EXERCISE PROMPT: Copy everything in the piece on assisted suicide from "Those who want" down to "is not reassuring.", substituting "protections" for every "safeguards".

EXCERPTED PASSAGE:
━━━━━━━━━━━━━━━━━━━━

Sound law-making requires clear language.

This is no matter of mere semantics. If Parliament is to be asked to legalise certain acts, it needs to be made clear just what those acts are.

In an article in The Sunday Telegraph (‘A licence for suicide by any other name’) ahead of the publication of Lord Falconer’s bill to legalise physician-assisted suicide, Lord Carlile QC has called into question some of the fundamental assumptions on which such legislative proposals rest.  Among these is the notion that assisting people who are terminally ill to take their own lives is not really assisting suicide because they are expected to die of their illnesses.  Describing this as “Orwellian spin”, Lord Carlile writes that “in law as in the English language, if you take your own life, whatever your state of health, that is suicide; and a doctor, or anyone else, who provides you with the means to do so is assisting suicide”.

This is no matter of mere semantics.  If Parliament is to be asked to legalise certain acts, it needs to be made clear just what those acts are.   The nature of an act cannot be altered by giving it a more benign-sounding name.  Good law-making requires that we use words with the meanings they have, not those we might like them to have.

Suicide itself was decriminalised over 50 years ago, but as a society we go to great lengths to discourage and prevent suicides.  “And yet now”, writes Lord Carlile, “we are being told that there are some people (currently the terminally ill) whose suicides it is acceptable to assist”. 

Those who advocate a change in the law may perhaps argue that they are discriminating in order to confer a benefit on terminally ill people who may be suffering – a choice to end their lives prematurely.  But, if legalising assisted suicide is seen as conferring a benefit, where is the logic in offering it to those who are terminally ill and denying it to others with chronic illnesses who may face much longer-lasting suffering?  Conversely, if (as we would argue) the law now protects vulnerable people by deterring malicious assistance with suicide, on what grounds can some groups of people be offered less protection from the law than the rest of us? 

Those who want to see the law changed may argue that their ‘assisted dying’ law would come with safeguards to protect the vulnerable.  We will have to wait and see just what safeguards Lord Falconer’s bill contains.  But those put forward up to now have revealed serious weaknesses and the evidence from the handful of jurisdictions around the world which have gone down the ‘assisted dying’ road is not reassuring.

Legislating to license physician-assisted suicide would represent a major change to the criminal law of this country.  It would be telling doctors that they might involve themselves in deliberately bringing about the deaths of some of their patients.  Before Parliament could responsibly consider such a course, it needs to see convincing evidence that the law we have is not functioning properly and that what would be put in its place would be better.  On neither count has any clear evidence been produced.

━━━━━━━━━━━━━━━━━━━━

DATASET:
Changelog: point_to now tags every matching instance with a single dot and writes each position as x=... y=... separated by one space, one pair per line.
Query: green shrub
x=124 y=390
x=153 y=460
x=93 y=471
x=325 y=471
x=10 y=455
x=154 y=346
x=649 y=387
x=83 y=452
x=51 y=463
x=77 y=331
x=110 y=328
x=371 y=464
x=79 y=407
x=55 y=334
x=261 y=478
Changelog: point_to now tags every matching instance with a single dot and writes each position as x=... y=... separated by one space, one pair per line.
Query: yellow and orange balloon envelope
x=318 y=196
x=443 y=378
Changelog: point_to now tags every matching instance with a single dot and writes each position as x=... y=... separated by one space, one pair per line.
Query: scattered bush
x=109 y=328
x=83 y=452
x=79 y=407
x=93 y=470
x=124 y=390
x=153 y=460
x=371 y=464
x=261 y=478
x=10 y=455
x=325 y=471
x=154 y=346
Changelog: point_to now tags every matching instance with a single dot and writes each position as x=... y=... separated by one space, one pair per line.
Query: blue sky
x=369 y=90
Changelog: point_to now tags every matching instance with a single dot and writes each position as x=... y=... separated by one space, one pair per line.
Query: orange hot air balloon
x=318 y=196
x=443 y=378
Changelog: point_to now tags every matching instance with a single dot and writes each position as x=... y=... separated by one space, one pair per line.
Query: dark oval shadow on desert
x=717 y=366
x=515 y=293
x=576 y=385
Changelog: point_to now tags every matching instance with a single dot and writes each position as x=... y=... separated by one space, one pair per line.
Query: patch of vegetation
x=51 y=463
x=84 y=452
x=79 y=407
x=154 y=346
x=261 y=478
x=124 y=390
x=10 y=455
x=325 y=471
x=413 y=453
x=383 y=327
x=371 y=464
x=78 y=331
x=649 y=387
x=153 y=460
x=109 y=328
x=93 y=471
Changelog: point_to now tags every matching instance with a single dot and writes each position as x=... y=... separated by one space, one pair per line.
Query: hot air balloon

━━━━━━━━━━━━━━━━━━━━

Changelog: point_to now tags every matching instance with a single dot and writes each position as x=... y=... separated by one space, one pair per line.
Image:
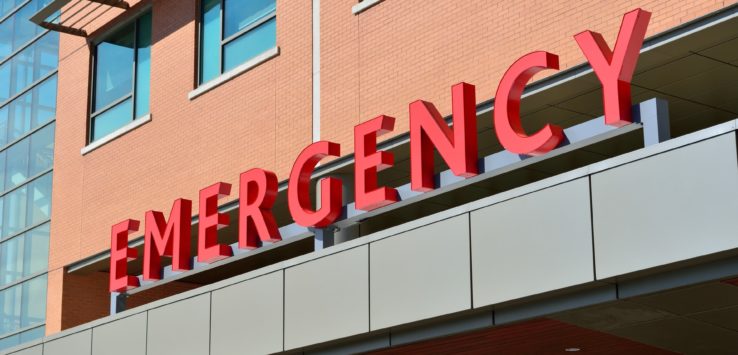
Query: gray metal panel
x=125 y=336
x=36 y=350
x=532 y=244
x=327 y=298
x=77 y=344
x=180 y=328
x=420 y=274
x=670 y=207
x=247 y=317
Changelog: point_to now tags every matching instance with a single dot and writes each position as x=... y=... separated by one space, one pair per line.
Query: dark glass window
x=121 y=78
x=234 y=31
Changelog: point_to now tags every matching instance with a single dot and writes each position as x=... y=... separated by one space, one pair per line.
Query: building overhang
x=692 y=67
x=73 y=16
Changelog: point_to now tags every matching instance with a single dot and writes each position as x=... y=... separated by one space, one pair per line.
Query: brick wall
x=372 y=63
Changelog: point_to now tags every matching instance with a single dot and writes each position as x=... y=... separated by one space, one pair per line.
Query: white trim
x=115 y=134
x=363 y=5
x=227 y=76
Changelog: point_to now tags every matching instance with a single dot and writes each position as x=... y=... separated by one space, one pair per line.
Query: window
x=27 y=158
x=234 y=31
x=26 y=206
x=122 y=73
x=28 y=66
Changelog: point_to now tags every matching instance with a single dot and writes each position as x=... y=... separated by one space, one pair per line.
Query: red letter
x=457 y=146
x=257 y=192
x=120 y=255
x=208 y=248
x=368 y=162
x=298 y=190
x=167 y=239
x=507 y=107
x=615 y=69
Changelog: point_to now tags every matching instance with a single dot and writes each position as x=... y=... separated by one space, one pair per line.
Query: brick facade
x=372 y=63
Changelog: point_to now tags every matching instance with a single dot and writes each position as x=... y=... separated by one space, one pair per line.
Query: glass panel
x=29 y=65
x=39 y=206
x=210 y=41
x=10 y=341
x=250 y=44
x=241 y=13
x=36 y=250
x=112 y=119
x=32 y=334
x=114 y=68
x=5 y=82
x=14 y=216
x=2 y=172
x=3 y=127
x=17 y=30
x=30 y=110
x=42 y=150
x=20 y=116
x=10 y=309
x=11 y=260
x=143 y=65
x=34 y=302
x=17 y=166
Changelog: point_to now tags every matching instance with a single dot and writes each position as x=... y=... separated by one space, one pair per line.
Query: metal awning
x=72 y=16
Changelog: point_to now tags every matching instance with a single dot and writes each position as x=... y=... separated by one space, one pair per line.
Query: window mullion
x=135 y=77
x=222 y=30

━━━━━━━━━━━━━━━━━━━━

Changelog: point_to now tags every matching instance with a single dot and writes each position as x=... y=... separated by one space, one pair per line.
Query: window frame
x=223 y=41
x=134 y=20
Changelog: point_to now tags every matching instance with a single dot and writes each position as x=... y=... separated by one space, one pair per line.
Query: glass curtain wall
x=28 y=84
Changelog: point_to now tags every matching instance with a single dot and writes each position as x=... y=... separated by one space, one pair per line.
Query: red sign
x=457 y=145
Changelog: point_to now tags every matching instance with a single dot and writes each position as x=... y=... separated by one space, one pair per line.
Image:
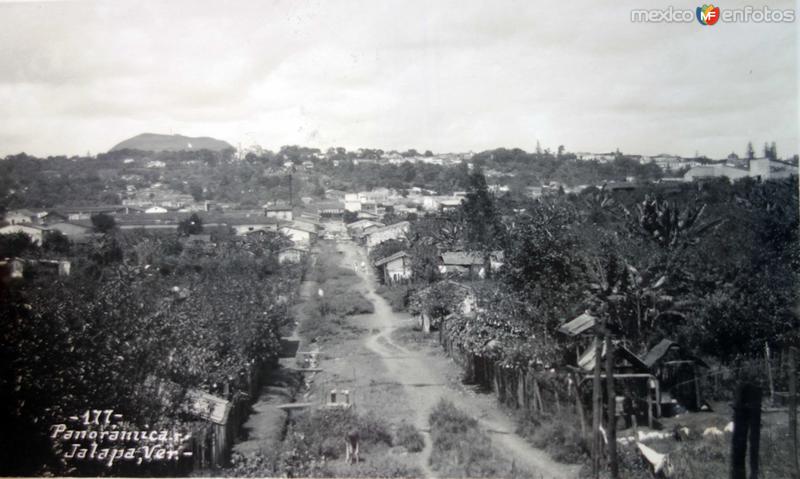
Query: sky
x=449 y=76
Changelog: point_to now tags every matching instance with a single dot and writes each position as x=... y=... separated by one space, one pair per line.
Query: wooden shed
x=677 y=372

━━━━━━━━━━━━━━━━━━━━

SOLUTION FOR THIS EXERCISE:
Those who want to see the law changed may argue that their ‘assisted dying’ law would come with protections to protect the vulnerable.  We will have to wait and see just what protections Lord Falconer’s bill contains.  But those put forward up to now have revealed serious weaknesses and the evidence from the handful of jurisdictions around the world which have gone down the ‘assisted dying’ road is not reassuring.